:: Records for the exercise ::
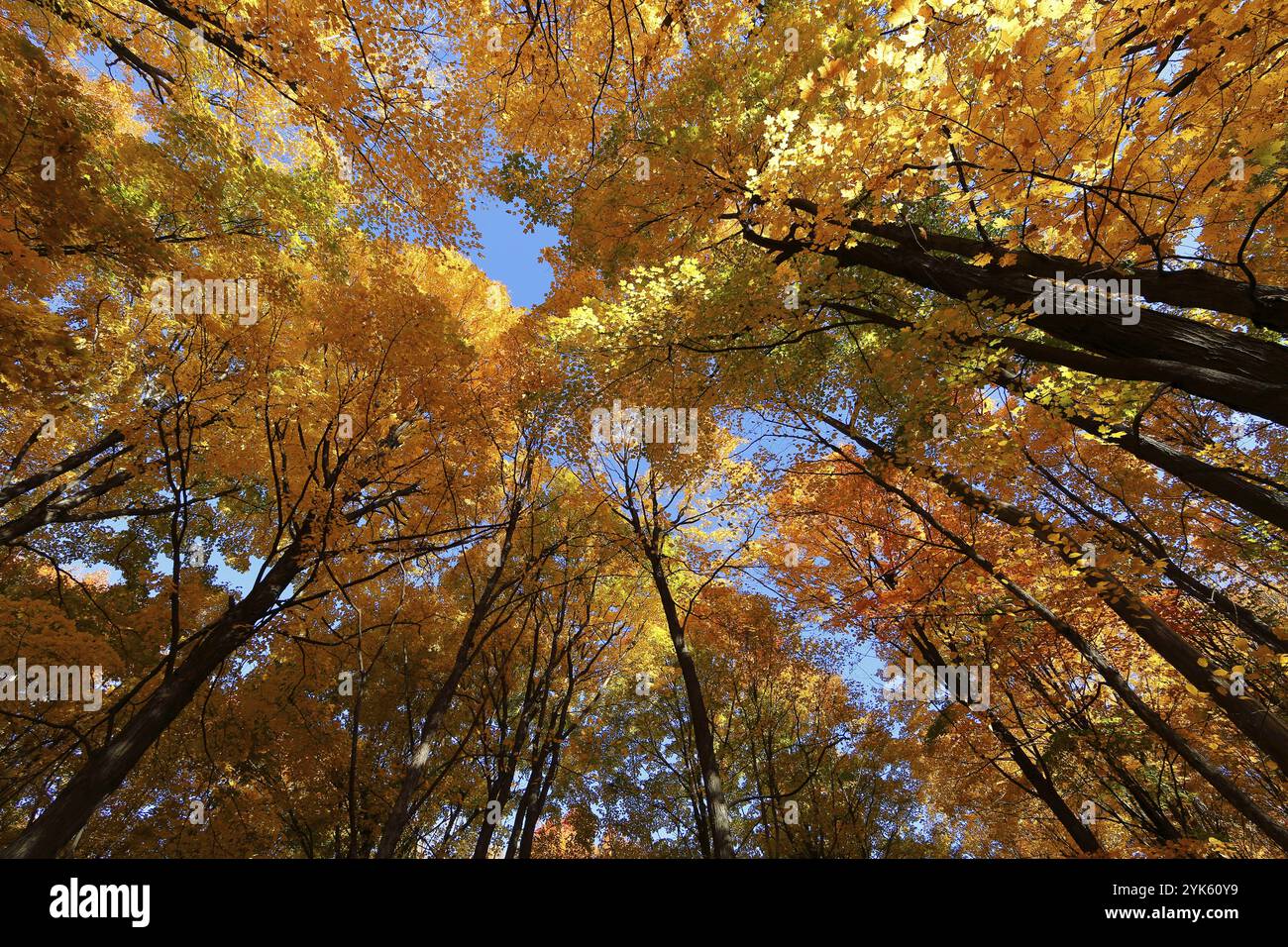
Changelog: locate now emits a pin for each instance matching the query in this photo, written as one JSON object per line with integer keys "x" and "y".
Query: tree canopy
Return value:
{"x": 894, "y": 468}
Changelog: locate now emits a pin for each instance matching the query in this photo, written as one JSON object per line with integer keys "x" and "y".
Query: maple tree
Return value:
{"x": 948, "y": 334}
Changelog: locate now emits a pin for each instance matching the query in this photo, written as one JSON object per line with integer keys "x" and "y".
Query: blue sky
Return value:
{"x": 509, "y": 256}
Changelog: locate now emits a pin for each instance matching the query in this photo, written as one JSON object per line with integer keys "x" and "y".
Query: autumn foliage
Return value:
{"x": 956, "y": 333}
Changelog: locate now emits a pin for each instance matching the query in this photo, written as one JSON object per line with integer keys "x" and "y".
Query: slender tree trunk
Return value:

:: Your goal ::
Without including the pictures, reproduce all entries exactly.

:: Written solution ::
Changelog: locate now emits a pin for each instance matching the query in this photo, written as one JSON object per line with integer keys "x" and "y".
Query: tree canopy
Return value:
{"x": 894, "y": 468}
Changelog: locate now emits a pin for each instance matching the query in this photo, written as one JSON object per line with integer keys "x" and "y".
Query: maple tree
Return value:
{"x": 948, "y": 334}
Changelog: locate now emits a pin for each instance matching the query in this photo, written as one JSON object per line with integer keys "x" and "y".
Query: blue sky
Return value:
{"x": 509, "y": 256}
Changelog: locate now emits a pin for each instance matching the query in this photo, written as one JSON object per line with integer keys "x" and "y".
Query: autumn foliage
Return value:
{"x": 956, "y": 333}
Changelog: locate now emits a pin for each instance matching the query in this photo, written as one JSON object per line with integer keys "x" and "y".
Query: slender tree trunk
Return value:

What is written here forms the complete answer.